Material provided:
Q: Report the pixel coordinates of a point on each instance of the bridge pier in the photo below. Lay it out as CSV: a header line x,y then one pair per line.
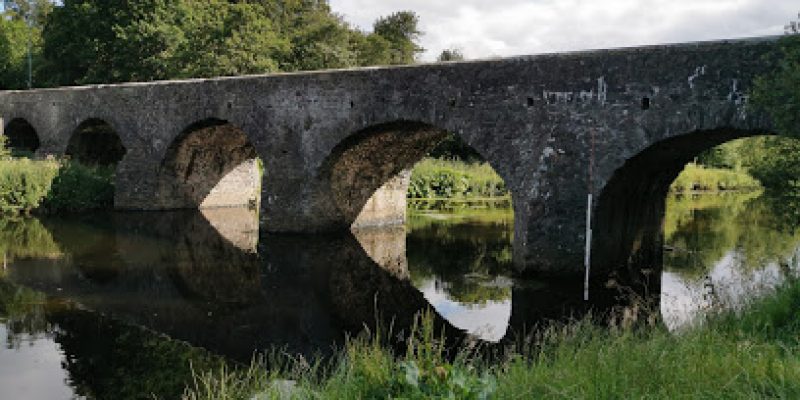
x,y
335,144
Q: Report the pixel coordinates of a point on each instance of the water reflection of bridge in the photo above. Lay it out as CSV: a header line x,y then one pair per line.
x,y
210,280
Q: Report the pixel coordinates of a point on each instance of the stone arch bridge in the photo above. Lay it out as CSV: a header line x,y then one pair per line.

Exercise description:
Rewrite all the rows above, putting "image coordinates" wherever "pixel coordinates" appears and leaving everything else as it is. Leave the pictures out.

Task result:
Q: Report the image coordinates of a point on each instance of the bridge pier in the photo below. Lay it out as CSV: a header line x,y then one pair per line.
x,y
335,144
Q: Report the image coordinates of a point on each instance of the water reflection of bridge in the photo above. Lay it out as CSV: a header line x,y then one pair per line.
x,y
210,280
Q: Report the image coordinates of a point on each instance of the stone arch bridge in the photo above. Lay it out as CSV: a header line x,y then one pair per line.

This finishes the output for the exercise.